• EXERCISE INSTRUCTIONS
a. Condense the paragraph that begins "Today, we research each function of the brain" from the excerpt on psychiatry into a shorter version that keeps its main facts.
b. Answer these questions using the excerpt on psychiatry:
(i) Which physical treatments are named?
(ii) Within what period did the writer find an article attacking Szaz again?
(iii) What year is given for The Myth of Mental Illness?

What does this mean to treatment? Treatment becomes a physical issue such as ice baths, insulin injections, surgery, or today, psychotropic medication. And despite the obvious, that the displayed behavior patterns were the diagnosis, treatment remains medical.

Of course, Szaz is right. It never changed psychiatric thinking but really twisted their knickers. So much so, I found an article within the last year attacking him again, using the same logic he defeated in his book. 

Today, we research each function of the brain. It makes psychology a biochemical process, but think, does depression create biochemistry or does biochemistry create depression, or does each affect the other in a way that involves mind. We understand the entire genome and brain structure, but we have yet to formulate a consistent theory of function, a theory of pattern for how a person works, but we are close.

The Myth of Mental Illness: Foundations of a Theory of Personal Conduct (1961). Available on Amazon.

Records taken from a dataset

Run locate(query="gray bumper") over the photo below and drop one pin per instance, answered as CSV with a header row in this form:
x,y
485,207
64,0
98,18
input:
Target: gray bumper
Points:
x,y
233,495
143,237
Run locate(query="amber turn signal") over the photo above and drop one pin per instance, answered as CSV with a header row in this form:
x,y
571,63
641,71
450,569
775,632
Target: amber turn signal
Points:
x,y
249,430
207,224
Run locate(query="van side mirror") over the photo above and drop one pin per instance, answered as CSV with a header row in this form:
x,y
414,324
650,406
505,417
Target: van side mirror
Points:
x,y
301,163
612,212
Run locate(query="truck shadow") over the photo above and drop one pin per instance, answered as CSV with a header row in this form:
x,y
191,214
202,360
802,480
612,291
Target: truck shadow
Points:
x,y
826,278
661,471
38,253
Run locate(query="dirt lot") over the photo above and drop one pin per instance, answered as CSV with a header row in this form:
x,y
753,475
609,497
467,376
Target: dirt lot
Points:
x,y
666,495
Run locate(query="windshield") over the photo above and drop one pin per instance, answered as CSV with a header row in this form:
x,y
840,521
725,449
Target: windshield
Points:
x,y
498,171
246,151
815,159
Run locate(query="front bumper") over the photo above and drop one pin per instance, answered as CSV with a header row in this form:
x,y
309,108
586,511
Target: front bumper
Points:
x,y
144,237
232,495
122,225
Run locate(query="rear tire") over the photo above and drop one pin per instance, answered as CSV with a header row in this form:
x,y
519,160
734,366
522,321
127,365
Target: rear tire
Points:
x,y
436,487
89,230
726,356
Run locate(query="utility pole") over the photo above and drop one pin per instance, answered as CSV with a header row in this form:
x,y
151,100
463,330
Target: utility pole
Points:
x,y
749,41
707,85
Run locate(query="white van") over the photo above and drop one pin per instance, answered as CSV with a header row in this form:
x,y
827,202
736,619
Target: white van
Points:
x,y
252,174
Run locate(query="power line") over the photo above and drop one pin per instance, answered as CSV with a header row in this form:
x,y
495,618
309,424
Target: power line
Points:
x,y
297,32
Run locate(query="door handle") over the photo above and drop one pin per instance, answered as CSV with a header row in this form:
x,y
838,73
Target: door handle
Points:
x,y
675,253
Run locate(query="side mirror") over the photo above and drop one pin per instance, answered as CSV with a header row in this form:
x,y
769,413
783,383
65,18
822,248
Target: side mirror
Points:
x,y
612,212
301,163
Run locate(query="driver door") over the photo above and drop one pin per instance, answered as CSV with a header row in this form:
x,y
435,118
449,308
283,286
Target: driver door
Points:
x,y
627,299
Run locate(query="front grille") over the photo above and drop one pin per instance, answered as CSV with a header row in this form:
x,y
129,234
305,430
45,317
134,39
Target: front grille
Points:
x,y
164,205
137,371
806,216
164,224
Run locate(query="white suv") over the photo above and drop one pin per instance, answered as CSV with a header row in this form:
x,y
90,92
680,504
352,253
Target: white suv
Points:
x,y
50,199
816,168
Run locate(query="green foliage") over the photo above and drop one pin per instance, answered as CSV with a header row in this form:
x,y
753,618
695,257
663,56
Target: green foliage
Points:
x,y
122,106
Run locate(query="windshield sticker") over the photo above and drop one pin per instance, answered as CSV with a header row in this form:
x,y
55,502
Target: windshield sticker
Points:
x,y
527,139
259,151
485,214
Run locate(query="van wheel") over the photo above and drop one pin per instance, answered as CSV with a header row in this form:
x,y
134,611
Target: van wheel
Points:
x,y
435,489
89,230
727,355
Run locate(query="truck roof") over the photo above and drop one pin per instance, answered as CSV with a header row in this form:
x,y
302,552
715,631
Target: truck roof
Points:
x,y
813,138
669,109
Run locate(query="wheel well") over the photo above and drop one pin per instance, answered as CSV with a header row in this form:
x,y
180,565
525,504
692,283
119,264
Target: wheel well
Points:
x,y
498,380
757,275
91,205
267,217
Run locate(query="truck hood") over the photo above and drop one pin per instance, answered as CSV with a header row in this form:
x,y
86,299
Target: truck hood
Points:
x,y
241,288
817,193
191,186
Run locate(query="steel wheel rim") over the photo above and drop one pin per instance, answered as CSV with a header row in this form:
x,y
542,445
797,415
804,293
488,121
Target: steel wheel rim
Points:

• RESPONSES TO THE EXERCISE
a. Each brain function is now researched, which makes psychology a biochemical process. It remains open whether depression creates biochemistry, biochemistry creates depression, or each affects the other in a way that involves mind. The entire genome and brain structure are understood. However, there is still no consistent theory of function or of how a person works, though one is close.

b.
(i) Ice baths, insulin injections, surgery, and, today, psychotropic medication.
(ii) Within the last year.
(iii) 1961.